[GIVEN PROBLEM]
Duplicate the listing below line for line, with no changes, and leave out the pictures.

[SUPPLIED ENTRIES]

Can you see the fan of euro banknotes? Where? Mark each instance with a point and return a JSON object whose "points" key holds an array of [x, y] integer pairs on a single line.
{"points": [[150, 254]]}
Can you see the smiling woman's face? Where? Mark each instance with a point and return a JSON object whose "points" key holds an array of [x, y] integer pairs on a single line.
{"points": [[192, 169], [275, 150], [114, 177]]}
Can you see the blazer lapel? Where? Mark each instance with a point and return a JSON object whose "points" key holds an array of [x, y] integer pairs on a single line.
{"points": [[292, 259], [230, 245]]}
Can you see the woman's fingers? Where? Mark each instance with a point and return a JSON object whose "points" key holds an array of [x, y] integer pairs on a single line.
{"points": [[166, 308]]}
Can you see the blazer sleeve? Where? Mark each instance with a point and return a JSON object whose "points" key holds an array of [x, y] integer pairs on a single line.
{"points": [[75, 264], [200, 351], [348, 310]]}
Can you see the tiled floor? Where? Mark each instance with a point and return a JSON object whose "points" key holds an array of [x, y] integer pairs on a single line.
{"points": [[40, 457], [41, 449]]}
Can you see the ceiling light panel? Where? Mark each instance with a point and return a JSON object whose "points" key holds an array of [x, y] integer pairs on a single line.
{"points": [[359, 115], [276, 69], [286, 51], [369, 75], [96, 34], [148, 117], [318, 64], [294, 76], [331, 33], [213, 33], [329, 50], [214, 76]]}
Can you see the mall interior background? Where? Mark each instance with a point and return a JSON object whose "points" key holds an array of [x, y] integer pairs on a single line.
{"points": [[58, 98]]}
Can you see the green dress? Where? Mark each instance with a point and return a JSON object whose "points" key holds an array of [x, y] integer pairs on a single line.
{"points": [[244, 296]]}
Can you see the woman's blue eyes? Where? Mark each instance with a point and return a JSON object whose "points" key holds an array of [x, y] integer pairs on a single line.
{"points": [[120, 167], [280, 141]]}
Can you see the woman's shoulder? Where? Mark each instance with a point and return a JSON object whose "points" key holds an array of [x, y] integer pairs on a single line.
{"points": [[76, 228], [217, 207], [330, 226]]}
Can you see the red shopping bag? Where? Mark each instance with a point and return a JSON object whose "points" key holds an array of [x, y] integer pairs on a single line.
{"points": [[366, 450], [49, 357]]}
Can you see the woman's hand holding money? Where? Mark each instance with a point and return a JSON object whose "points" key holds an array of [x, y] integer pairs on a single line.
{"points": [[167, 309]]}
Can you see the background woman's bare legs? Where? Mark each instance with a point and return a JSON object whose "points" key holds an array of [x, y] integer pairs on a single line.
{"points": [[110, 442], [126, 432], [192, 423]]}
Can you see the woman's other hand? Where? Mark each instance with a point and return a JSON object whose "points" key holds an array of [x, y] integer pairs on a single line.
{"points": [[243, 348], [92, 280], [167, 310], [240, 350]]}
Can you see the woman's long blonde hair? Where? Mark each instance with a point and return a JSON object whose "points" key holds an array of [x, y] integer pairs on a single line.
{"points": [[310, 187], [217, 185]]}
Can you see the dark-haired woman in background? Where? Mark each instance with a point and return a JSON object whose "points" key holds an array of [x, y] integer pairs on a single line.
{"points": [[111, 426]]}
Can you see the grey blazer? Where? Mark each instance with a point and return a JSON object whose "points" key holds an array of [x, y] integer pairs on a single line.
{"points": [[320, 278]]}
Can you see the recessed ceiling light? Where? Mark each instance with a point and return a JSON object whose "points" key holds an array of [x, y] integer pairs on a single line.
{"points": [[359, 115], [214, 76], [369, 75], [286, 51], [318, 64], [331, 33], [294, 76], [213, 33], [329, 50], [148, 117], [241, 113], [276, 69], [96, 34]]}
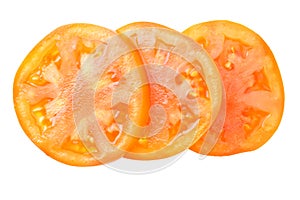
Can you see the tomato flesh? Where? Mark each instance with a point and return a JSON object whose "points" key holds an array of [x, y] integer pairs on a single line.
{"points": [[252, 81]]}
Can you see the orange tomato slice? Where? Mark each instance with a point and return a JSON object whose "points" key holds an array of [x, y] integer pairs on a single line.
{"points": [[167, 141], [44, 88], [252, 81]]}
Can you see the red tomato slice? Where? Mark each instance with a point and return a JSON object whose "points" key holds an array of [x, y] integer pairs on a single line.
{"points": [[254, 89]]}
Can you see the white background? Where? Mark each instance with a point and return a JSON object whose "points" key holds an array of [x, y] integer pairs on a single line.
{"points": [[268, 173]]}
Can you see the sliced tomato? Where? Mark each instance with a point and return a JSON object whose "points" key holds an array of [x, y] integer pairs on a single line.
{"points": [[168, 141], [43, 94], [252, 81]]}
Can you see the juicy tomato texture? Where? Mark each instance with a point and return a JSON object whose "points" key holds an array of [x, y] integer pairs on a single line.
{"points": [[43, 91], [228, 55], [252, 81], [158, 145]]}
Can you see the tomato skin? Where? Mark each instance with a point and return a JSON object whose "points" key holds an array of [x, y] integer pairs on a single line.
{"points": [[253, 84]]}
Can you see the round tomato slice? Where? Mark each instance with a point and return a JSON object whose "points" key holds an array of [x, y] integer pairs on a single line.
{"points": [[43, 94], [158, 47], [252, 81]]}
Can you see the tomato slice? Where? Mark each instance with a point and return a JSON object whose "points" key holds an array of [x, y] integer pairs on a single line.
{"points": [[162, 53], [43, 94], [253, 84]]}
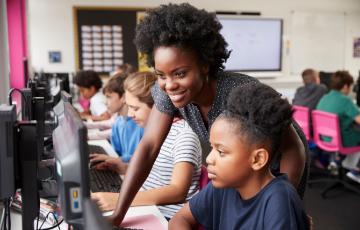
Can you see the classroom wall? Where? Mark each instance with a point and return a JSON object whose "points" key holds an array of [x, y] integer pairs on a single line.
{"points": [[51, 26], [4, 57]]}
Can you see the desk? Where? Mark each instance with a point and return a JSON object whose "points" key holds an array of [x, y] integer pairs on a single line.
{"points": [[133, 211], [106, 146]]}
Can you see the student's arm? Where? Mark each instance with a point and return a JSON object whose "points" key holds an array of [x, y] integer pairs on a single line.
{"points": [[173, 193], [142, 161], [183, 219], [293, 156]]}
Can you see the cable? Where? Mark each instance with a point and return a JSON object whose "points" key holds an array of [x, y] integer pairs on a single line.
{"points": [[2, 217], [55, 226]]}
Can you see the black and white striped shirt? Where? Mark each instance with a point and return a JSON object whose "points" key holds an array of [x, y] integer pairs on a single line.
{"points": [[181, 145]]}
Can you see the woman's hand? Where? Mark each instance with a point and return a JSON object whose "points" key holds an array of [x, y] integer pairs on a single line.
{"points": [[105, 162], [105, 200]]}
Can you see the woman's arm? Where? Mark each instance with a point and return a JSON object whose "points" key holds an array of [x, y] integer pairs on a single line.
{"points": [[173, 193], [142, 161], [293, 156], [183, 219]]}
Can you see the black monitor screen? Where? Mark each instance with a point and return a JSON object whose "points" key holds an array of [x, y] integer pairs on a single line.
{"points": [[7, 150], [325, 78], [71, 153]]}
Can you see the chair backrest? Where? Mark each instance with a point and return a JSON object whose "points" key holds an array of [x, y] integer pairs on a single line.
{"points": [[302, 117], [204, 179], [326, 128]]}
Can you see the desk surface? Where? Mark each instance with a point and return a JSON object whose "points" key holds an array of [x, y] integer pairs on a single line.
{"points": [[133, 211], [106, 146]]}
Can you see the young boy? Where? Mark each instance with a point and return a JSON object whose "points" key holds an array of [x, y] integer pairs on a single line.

[EXERCISE OUTPUT]
Can you see the fan of euro banknotes? Where? Mark each instance with a point and return a JSON object whose "points" key holds an array of [x, y] integer pairs on a single line.
{"points": [[150, 254]]}
Can you see the smiling woman's face? Where? Mark each instance with a point and return a JSON object whose "points" key holds an array of [x, y] integer pairs on a single line.
{"points": [[192, 169], [275, 150], [114, 177]]}
Can you see the blazer lapel? Where? Mark each instance with a point and return a JSON object whose "points" key holds an array of [x, y] integer pairs on a single line.
{"points": [[292, 259], [230, 245]]}
Can you see the woman's fingers? Where? Mark each instance with a point and return a JSON object whose "points" key holds an array of [x, y] integer pairs on a single line.
{"points": [[166, 308]]}
Can you see the blazer sleeve? Where? Mark each instance with a point and return a JSON object whose "points" key holds an array of [x, y] integer pairs on a single line.
{"points": [[75, 264], [200, 351], [348, 310]]}
Can you see the tiled floor? Where? Mark each instance with a point and return a JSON object whose "points" key holds an array of [x, y] integer pairs on a single line.
{"points": [[40, 457], [41, 449]]}
Can you see the ceiling light panel? Where? Mark each instance with a point and return a JSON object whose "points" key holds an array of [x, y] integer pairs on a single line.
{"points": [[359, 115], [276, 69], [286, 51], [369, 75], [96, 34], [148, 117], [318, 64], [294, 76], [331, 33], [213, 33], [329, 50], [214, 76]]}
Can you see the mall interior background? Where? Mark each instance with a point and return a JSON object whose "points" key holds an array of [x, y] integer pairs on a single line.
{"points": [[58, 98]]}
Can you see the green dress? Where? Mark each instance with a point and return a JSON object whose "points" key holds an array of [x, y] integer pairs on a single line.
{"points": [[244, 296]]}
Can you see the woman's blue eyes? Where? Mark each instance with a point and return a JSON object whose "points" key holds an array of [x, y] integer pairs on a single line.
{"points": [[120, 167], [280, 141]]}
Can you see the woman's shoulder? Where? Mark each instance with a point and return a JSON object whose "points" key holds an array of [x, y] integer pairs on a single line.
{"points": [[76, 228], [217, 207], [330, 226]]}
Can you see the red shopping bag? Where? Mark each instance with a point and return a JSON object whose "points" key holds an array of [x, y] integer pairs on a single line.
{"points": [[366, 450], [49, 357]]}
Can you see the woman's hand holding money? Where? Mark each instance with a point and return a JSON object whose "points" key holds an array of [x, y] integer pairs on a single line.
{"points": [[167, 309]]}
Can you see the background woman's bare legs? Where? Mark each instance with a point and return a JSON object whose "points" key holds an array of [x, y] integer pairs on a single line.
{"points": [[110, 442], [126, 432], [192, 423]]}
Can you see the woman's other hand? Where? Mark each instance with a point and return a JSON object whose "points" key holds an array of [x, y] integer pairs on a single line.
{"points": [[243, 348], [92, 280], [167, 310], [240, 350]]}
Can you see the woman's long blonde hair? Where? Mark each instance with a point and return a JSON object whose "points" key holds an array of [x, y] integer pairs on a single line.
{"points": [[310, 187], [217, 185]]}
Can you see the dark-haired woman in background? Where? Mark each instance with a point and return a JSON object whose "points" key holds an array of [x, y] integer pairs on a single line.
{"points": [[111, 426]]}
Can you see the grey blazer? Where? Mark each instance with a point and return a JSON object whose "points" key holds an array of [x, y] integer pairs on a single line.
{"points": [[320, 278]]}
Can you see the recessed ceiling light? Where? Mark each instance with a point and return a JSON object whose "points" key holds an array of [x, y] integer pairs on a single line.
{"points": [[359, 115], [214, 76], [369, 75], [286, 51], [318, 64], [331, 33], [294, 76], [213, 33], [329, 50], [148, 117], [241, 113], [276, 69], [96, 34]]}
Can you see the tomato flesh? Where? Mark each instance with a point and return a JSON object whose "points" key holds an array of [x, y] integer pairs on a single line.
{"points": [[252, 81]]}
Can you see the orange tomato slice? Where? Mark each instance with a point and return a JSON object whose "points" key holds an array of [x, y] integer pairs on a single line.
{"points": [[167, 141], [44, 88], [252, 81]]}
Can you see the red tomato slice? Where? Mark each instance with a point and return a JSON object whose "points" key holds an array of [x, y] integer pairs on a single line.
{"points": [[254, 89]]}
Can you see the white background? Where? Mark each instance with a point and return a JSON object whose "points" key holds an array of [x, y] integer pairs on a single line.
{"points": [[268, 173]]}
Can you see the sliced tomato? Where? Mark each instance with a point and return a JSON object whose "points" key holds an array of [x, y] integer pairs on a single line.
{"points": [[168, 141], [43, 94], [252, 81]]}
Can you see the juicy tomato texture? Where? Mark each instance with a point and return a JSON object whose "points" key holds an array of [x, y] integer pairs on a single line.
{"points": [[43, 91], [228, 55], [252, 81], [158, 145]]}
Can you see the tomato skin? Where? Mark each instance with a point and return a JSON object whose "points" key holds an array of [x, y] integer pairs on a single line.
{"points": [[253, 84]]}
Can you see the round tomato slice? Where? Mark each instance with a point and return a JSON object whose "points" key holds an array of [x, y] integer pairs on a single line.
{"points": [[43, 94], [158, 47], [252, 81]]}
Can you see the tomato slice? Where? Mark each instance with a point and return a JSON object whose "points" key holds an array of [x, y] integer pairs on a single line.
{"points": [[162, 53], [43, 94], [253, 84]]}
Can you see the classroom wall? Where? Mark each instance with a point and return a JSON object whose "points" key holds an array of [x, y] integer pairs on a single line.
{"points": [[51, 26], [4, 57]]}
Can you see the desk? Where? Mark each instance with a point and return a JSON object whose "points" key holds an array of [x, y] integer pairs on a single line.
{"points": [[133, 211], [106, 146]]}
Can you see the student's arm? Where? Mark each instance with a point and return a JSON object whose "points" key holds an array of [x, y] integer pairs on a single line.
{"points": [[173, 193], [142, 161], [183, 219], [293, 156]]}
Can you see the cable? Where? Mark each instance with a point and return a JSON object whose "points" key holds an array of [x, y] integer pairs on a single line.
{"points": [[2, 217], [55, 226]]}
Can you see the black and white striped shirt? Where? Mark each instance with a point and return a JSON object whose "points" key holds an array of [x, y] integer pairs on a single line.
{"points": [[181, 145]]}
Can you see the woman's hand? Where? Mark each instance with a point and return a JSON object whose "points" key holds an array of [x, y] integer pairs on a single line.
{"points": [[105, 162], [105, 200]]}
Can you see the woman's arm? Where? Mark each instance with a point and return a JSON object whose "points" key holds an array of [x, y] integer pairs on a single line.
{"points": [[173, 193], [142, 161], [293, 156], [183, 219]]}
Can you see the black monitor screen? Where? Mark each instance with a point and return a JSON object whose "points" key holds an array of [x, y] integer pairs on a single line.
{"points": [[7, 150], [325, 78], [71, 153]]}
Can you see the chair backrest? Where? Mark each instance with a point and return a JSON object whose "points" key holds an array of [x, y] integer pairs on a single line.
{"points": [[302, 117], [204, 179], [326, 128]]}
Can you see the desk surface? Where? Mark each instance with a point and return a JSON object whose "points" key holds an array of [x, y] integer pairs on a single line.
{"points": [[133, 211], [106, 146]]}
Can you see the young boy? Where? Mark each instance with a point and return a JSON object whose "points" key holds an array of [x, y] integer pairs on a single line.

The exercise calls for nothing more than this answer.